═════ Data extract ═════

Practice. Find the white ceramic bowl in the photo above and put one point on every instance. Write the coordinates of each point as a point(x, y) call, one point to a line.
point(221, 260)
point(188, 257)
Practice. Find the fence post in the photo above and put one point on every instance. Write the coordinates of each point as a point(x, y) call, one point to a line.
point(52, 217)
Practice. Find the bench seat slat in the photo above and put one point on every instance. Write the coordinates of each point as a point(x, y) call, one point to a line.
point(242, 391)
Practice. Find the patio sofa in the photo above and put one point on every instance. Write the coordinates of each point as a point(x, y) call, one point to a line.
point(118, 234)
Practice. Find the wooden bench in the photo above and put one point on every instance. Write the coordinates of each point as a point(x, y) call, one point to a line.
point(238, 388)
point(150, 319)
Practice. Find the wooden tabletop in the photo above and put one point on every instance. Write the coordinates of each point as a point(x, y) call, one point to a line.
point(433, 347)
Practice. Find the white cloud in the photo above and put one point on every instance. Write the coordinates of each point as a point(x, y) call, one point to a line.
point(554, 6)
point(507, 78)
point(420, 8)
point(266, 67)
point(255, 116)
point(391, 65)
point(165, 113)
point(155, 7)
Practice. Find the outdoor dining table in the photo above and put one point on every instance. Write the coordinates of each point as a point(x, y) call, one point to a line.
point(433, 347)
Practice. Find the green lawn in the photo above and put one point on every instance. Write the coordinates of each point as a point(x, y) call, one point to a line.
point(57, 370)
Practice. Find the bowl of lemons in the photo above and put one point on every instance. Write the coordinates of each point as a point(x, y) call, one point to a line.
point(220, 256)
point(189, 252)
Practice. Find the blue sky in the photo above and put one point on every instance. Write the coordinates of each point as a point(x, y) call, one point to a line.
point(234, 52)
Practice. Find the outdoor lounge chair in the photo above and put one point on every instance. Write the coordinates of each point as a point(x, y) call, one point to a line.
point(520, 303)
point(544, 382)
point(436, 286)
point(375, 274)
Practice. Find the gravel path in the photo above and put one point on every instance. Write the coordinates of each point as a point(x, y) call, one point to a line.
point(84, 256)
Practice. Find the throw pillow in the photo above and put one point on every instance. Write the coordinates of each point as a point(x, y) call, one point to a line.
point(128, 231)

═════
═════ Data extract ═════

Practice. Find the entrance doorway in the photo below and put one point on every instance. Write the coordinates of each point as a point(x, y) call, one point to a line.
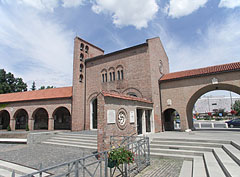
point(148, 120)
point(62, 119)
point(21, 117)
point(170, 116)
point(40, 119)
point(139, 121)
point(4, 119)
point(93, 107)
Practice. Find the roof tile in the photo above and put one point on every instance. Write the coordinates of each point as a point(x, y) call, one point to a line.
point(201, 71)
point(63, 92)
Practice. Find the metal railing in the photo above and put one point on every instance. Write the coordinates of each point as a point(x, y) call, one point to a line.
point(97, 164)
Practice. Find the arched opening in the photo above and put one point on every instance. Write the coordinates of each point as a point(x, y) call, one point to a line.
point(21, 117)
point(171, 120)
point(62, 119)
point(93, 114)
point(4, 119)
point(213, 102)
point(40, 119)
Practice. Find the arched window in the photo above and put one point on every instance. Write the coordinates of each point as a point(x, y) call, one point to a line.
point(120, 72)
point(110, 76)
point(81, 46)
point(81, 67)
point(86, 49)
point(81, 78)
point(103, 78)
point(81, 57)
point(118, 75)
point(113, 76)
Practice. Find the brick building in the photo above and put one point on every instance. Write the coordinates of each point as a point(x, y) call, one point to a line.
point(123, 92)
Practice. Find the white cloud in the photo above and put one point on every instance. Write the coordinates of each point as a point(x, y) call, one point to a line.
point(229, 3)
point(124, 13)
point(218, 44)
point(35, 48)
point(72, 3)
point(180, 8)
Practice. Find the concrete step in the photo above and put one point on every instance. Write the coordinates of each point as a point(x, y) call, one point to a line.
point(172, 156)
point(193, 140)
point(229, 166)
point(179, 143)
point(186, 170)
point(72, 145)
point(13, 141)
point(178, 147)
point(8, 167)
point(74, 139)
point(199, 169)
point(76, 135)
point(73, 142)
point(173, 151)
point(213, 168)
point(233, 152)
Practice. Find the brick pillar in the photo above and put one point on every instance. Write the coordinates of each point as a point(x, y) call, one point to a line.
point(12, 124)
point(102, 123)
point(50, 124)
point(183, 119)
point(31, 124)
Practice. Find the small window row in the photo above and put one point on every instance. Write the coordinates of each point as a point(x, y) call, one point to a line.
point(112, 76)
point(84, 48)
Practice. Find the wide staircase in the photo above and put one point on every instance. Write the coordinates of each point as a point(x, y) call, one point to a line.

═════

* What to work on
Could you retype exactly the lines above, starting at the line that contains "Practice. Find the concrete" and ending at the line that contains "Practice. Find the wide", and nothing more?

* Exercise response
Practice. Find the concrete step in the photo above and put one point on every instance. Write the coordinates of each point as a point(x, y) call, one point to a line.
point(172, 156)
point(193, 140)
point(229, 166)
point(179, 143)
point(186, 170)
point(72, 145)
point(13, 141)
point(178, 147)
point(8, 167)
point(74, 139)
point(199, 169)
point(76, 135)
point(73, 142)
point(173, 151)
point(213, 168)
point(233, 152)
Practice. Find the brick pillar in the photo above and put one point on every instance. Write the coordinates of each point as a point(x, y) call, one point to a line.
point(12, 124)
point(102, 123)
point(50, 124)
point(183, 119)
point(31, 124)
Practice. Find the small window row in the photo above and put one point on every instance. Write the coordinates of each point as a point(x, y) call, one point to a line.
point(112, 76)
point(84, 48)
Practice. Find the wide staircase in the photo above and put one point on every instance. Write the coordinates of each point as a point(x, y) call, one point to a line.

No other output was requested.